Object point labels:
** Start **

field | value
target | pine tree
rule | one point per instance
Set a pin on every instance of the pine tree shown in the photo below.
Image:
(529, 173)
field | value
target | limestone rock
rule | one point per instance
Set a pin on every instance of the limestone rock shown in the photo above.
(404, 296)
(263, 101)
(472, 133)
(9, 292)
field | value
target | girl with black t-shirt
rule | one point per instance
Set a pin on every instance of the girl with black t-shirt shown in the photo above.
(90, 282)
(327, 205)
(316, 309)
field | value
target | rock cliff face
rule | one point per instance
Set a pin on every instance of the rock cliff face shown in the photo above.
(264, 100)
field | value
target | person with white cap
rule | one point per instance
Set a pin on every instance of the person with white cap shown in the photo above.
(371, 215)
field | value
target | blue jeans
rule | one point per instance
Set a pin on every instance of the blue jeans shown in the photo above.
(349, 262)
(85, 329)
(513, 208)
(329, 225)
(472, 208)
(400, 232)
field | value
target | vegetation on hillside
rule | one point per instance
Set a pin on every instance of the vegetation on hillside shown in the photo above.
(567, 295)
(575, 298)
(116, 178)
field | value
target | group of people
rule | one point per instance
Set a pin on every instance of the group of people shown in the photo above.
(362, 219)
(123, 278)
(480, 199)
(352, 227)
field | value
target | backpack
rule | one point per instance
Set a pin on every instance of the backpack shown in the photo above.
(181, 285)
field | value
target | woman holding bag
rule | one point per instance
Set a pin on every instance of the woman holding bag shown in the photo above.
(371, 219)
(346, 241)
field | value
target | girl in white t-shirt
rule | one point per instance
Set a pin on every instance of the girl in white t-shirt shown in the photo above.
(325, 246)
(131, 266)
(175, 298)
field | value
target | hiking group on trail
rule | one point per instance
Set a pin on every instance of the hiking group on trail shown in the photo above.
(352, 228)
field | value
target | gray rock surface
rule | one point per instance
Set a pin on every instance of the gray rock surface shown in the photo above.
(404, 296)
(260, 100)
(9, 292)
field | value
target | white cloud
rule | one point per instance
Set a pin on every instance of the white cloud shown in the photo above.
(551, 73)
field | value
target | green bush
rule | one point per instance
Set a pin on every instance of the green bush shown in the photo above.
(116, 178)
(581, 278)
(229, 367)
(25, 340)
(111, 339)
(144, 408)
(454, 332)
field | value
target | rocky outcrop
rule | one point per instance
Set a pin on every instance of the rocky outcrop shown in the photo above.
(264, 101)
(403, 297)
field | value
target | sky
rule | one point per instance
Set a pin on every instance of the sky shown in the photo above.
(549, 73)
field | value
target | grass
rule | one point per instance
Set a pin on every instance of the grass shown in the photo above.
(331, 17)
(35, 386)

** End **

Extract each record, keeping it identical to the original.

field | value
target | pine tree
rule | one point per instance
Set a pin on every instance of the pine tree shown in the photo below.
Image:
(529, 173)
field | value
target | limestone rock
rule | one point per instance
Set a pin on every instance of the limestone rock shown in the photo above.
(404, 296)
(263, 101)
(472, 133)
(9, 292)
field | value
target | girl with black t-shirt
rule | one point per instance
Set a pin on every instance of the girl with black t-shirt shown in the photo above.
(90, 282)
(327, 205)
(316, 309)
field | value
target | rock cliff face
rule | one point per instance
Set a pin on every instance of the rock cliff face shown in the photo above.
(264, 100)
field | value
target | person with white cap
rule | one point per instance
Set a pin on every instance of the person with white cap shown in the photo above.
(371, 215)
field | value
target | blue jeans
rule | one point per instance
Set a pin on every instance of the blue jeans shown in the photo above.
(349, 262)
(85, 329)
(513, 208)
(329, 225)
(472, 208)
(400, 232)
field | value
target | vegetation on hillside
rule | one point per instance
Set a pin on every instance of the vegetation on hillside shown in the photo above.
(567, 295)
(575, 298)
(116, 178)
field | value
target | group of people
rule | one point per instance
Set a pin on every instance of the group of people shown in the photo above.
(362, 219)
(123, 278)
(480, 199)
(352, 227)
field | value
target | backpack
rule | one point per instance
Set a pin on every instance of the backpack shown in the photo above.
(181, 285)
field | value
target | woman holding bag
rule | one point per instance
Set a pin on every instance of the woman holding bag shown in the photo above.
(371, 219)
(346, 241)
field | value
target | girl in white t-shirt
rule | one point per instance
Set a pin on every instance of the girl in white t-shirt shown in the photo above.
(325, 246)
(131, 266)
(175, 298)
field | value
target | hiking group on trail
rule | one point per instance
Set a pin on every instance of the hiking group on trail shown in the photo above.
(352, 228)
field | value
target | gray rock surface
rule | one point per instance
Set a pin on every instance of the gray rock surface shown in the photo above.
(404, 296)
(260, 100)
(9, 292)
field | value
target | white cloud
rule | one point per instance
Set a pin on every instance of the white cloud shown in the photo above.
(551, 73)
field | value
target | green bush
rule | one point per instance
Set a pin on every instance of the green bush shown in the photo above.
(116, 178)
(581, 278)
(229, 367)
(25, 340)
(111, 339)
(144, 408)
(454, 332)
field | value
target | rocky outcrop
rule | one point per instance
Set a pin on every instance of the rocky outcrop shown in the photo above.
(264, 101)
(403, 297)
field | value
target | sky
rule | one point per instance
Set a pin on every instance of the sky shown in the photo above.
(549, 73)
field | value
target | grass
rule | one point per instance
Set a pin on every instance of the grass shown in the photo above.
(331, 17)
(35, 386)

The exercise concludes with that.